* **Passage**
THE ABSURD TIMES
Illustration: Latuff illustrates that History Rhymes
Slaughter in Israel
by
Honest Charlie
I imagine you were all treated to the wall-to-wall coverage of the Titanic wet ending last week and thrilled with every moment. Thinking of that, let me ask the following question: Suppose you were offered a quarter of a million dollars with two choices: A) you could take the quarter of a million dollars, perhaps hire a financial advisor so you could manage to keep a good portion of it, or you could put yourself in a small but cramped submarine that held five people and went down 20 to 30 thousand feet below sea level with 50 hours of oxygen and with pressures on it about 80 times that experienced at sea level to look at a shipwreck. Which would you choose? I thought so. They are all dead anyway.
It was determined later that this particular sub had only been used twice before, was considered less expensive, and more "reliable" than what had been used previously.
At the same time, other things were going on. We will discuss them instead. At the same time as the five were drowned, 200 or more drowned at sea due to the dictates of Greece. If Gaddafi were still in power, I doubt that would have happened.
One more massacre is still in progress as it has been for years and shows every likelihood of increasing as it has for decades, reaching a degree of perfidy so outrageous that it has been declared illegal, but that matter is being attended to with the direct expedient of eliminating the courts from any real say in the matter. Of course, we are dealing with Israel.

* **Record list**
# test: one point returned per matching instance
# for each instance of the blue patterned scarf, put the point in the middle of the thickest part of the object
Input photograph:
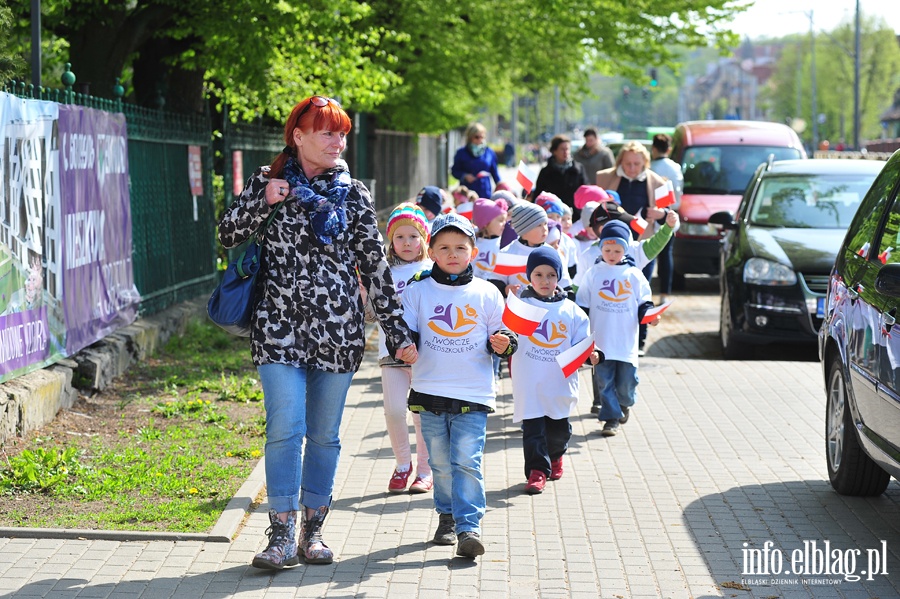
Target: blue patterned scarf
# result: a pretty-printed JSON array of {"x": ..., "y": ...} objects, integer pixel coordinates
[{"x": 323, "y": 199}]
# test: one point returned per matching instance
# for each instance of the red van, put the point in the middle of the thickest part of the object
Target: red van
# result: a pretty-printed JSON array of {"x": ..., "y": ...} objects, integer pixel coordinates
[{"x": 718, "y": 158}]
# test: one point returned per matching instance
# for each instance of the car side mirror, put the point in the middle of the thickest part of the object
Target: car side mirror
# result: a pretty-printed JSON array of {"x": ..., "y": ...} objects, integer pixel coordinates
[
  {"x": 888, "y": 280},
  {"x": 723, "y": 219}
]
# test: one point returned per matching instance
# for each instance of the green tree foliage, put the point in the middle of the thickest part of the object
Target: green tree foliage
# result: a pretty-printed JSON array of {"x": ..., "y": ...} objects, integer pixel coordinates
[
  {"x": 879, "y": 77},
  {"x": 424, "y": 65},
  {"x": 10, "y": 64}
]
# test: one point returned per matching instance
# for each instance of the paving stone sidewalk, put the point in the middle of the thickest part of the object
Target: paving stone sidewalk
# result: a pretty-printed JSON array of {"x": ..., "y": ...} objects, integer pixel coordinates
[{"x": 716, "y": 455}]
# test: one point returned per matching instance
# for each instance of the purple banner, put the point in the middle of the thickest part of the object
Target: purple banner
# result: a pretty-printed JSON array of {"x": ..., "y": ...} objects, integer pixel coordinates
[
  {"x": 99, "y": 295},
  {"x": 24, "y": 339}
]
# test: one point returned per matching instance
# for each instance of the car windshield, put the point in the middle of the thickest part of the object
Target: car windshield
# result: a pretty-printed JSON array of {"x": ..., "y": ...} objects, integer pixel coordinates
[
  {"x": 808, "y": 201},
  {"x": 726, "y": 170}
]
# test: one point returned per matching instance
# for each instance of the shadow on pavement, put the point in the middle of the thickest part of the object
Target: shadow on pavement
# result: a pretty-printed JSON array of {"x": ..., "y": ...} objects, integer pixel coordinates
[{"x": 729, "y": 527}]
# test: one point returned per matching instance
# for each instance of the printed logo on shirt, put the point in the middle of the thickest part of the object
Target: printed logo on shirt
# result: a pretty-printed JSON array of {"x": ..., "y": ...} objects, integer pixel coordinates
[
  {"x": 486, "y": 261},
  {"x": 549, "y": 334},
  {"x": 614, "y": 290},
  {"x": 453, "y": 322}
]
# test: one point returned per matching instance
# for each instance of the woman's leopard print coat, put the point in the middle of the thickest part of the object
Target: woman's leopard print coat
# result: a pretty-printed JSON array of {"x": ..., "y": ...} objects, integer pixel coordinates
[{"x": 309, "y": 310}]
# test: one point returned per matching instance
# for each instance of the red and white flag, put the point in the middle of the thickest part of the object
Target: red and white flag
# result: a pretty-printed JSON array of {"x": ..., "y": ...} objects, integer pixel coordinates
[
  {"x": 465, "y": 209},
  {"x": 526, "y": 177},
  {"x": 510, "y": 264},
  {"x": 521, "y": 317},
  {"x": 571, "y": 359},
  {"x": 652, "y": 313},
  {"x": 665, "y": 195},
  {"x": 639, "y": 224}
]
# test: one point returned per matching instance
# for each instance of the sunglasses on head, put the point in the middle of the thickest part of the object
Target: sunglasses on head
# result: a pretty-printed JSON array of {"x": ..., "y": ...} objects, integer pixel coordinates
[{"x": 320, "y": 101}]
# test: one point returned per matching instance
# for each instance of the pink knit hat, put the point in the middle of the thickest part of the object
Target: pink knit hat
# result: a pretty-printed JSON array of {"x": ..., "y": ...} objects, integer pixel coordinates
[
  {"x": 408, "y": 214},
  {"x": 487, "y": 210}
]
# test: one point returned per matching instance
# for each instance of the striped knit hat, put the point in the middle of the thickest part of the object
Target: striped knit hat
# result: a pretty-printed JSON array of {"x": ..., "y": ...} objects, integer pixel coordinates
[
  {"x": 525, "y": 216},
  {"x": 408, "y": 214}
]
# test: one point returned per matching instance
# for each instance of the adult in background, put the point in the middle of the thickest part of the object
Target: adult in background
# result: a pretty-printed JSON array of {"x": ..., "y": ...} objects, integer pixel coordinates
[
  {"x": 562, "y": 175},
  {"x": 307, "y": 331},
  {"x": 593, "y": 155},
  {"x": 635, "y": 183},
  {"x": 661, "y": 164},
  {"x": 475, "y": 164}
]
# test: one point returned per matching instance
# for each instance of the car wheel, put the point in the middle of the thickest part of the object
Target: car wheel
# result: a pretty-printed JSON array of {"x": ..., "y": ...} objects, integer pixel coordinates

* **Job 1**
Based on the passage, does each statement agree with the text? Answer yes or no for each, quoting the deciding words. (a) The submarine could carry five people. (b) The submarine had been used many times before the trip. (c) Fewer than one hundred people drowned at sea because of the dictates of Greece.
* **Job 2**
In the passage, why has the ongoing massacre been declared illegal, and how is that ruling being handled?
* **Job 3**
Reproduce the part of the passage starting at "It was determined" and ending at "dealing with Israel.".

* **Answer 1**
(a) Yes: "a small but cramped submarine that held five people"
(b) No: "this particular sub had only been used twice before"
(c) No: "200 or more drowned at sea due to the dictates of Greece"

* **Answer 2**
It has been declared illegal because it reached "a degree of perfidy so outrageous." That ruling is being handled by eliminating the courts from any real say in the matter.

* **Answer 3**
It was determined later that this particular sub had only been used twice before, was considered less expensive, and more "reliable" than what had been used previously.
At the same time, other things were going on. We will discuss them instead. At the same time as the five were drowned, 200 or more drowned at sea due to the dictates of Greece. If Gaddafi were still in power, I doubt that would have happened.
One more massacre is still in progress as it has been for years and shows every likelihood of increasing as it has for decades, reaching a degree of perfidy so outrageous that it has been declared illegal, but that matter is being attended to with the direct expedient of eliminating the courts from any real say in the matter. Of course, we are dealing with Israel.